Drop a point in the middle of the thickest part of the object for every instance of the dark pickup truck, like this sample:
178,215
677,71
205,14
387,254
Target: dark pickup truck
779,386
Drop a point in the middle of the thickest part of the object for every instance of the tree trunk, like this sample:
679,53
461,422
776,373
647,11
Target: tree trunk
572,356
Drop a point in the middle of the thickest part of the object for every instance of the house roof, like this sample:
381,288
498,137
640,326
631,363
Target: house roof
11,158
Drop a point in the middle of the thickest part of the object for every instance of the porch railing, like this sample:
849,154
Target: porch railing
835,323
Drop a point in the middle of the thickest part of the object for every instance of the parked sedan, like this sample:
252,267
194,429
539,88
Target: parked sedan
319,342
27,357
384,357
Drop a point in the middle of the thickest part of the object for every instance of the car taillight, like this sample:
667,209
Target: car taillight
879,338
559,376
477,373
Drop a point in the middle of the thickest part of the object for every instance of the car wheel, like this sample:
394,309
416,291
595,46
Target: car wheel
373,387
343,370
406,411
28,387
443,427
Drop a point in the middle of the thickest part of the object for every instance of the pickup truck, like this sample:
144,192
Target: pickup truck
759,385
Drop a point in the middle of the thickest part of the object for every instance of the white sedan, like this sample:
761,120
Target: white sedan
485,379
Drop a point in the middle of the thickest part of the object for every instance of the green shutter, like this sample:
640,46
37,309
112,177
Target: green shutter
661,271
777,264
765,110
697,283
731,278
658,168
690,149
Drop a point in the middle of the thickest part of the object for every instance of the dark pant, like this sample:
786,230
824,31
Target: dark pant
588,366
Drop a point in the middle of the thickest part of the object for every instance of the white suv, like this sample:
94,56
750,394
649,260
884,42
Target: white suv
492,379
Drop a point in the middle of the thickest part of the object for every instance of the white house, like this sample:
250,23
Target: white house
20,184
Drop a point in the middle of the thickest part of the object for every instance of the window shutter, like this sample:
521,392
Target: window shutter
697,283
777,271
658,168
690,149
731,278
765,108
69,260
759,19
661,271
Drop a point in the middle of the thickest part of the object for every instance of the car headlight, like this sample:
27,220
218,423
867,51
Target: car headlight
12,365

- - - -

GIVEN EXERCISE –
Reproduce the listing above word for word, every line of it in its original order.

ANSWER TO THIS PROBLEM –
Drop a point in the middle of the thickest part of the object for every instance of the dark pickup truck, like this sample:
178,215
677,71
205,14
387,254
Target: dark pickup truck
779,386
Drop a point in the middle of the thickest part of the object for every instance of the tree trunk, like this sample:
679,53
461,422
776,373
647,11
Target: tree trunk
572,356
Drop a point in the middle of the thickest part of the object for every instance of the house roof, like this sample:
381,288
498,137
640,326
631,363
Target: house roof
11,158
Drop a point in the middle of the thickest part of the object for every instance of the porch railing, like this sample:
849,154
Target: porch railing
835,323
Drop a point in the middle of the thickest part of the object for every instance of the parked sedan, like this sample:
252,267
194,429
539,88
Target: parked sedan
319,342
27,357
384,357
Drop a point in the middle of the thickest part of the object for every instance of the car taillight, like this sample:
667,209
Target: car taillight
879,338
559,376
477,373
Drop a point in the middle of the thickest part of the object for every instance of the car wheel, like this sample:
394,309
416,291
595,46
Target: car wheel
373,387
343,370
406,411
28,387
443,427
Drop a point in the middle of the thickest part of the object for every instance of the pickup truck, like this sample:
144,192
Target: pickup truck
759,385
Drop a point in the middle of the thickest part of the object for every instance of the white sedan, like this sample:
761,120
Target: white sedan
485,379
Drop a point in the middle of the thickest part of the object for every instance of the green shutter, like this sample:
640,46
37,309
112,177
Target: green shutter
661,271
777,264
765,110
697,283
731,278
658,168
690,149
Drop a point in the middle of the thickest part of the object for every instance of the dark pant, like this sample:
786,230
824,31
Target: dark pant
588,366
Drop a point in the middle of the thickest part of the object for every instance of the white suv, like this sample:
94,56
750,394
649,260
884,42
Target: white suv
492,379
Drop a point in the middle of the thickest part of the object for every instance of the white house, like this sample:
250,23
Target: white house
20,184
Drop a point in the middle of the thickest part of the object for every instance of the window shutter, like this sample:
521,392
Target: window shutter
697,283
777,271
658,168
690,149
731,278
765,108
69,260
759,19
661,271
Drop a point in the middle of the thickest part of the object for every instance of the car headlight, like this sample:
27,220
218,423
867,51
Target: car headlight
12,365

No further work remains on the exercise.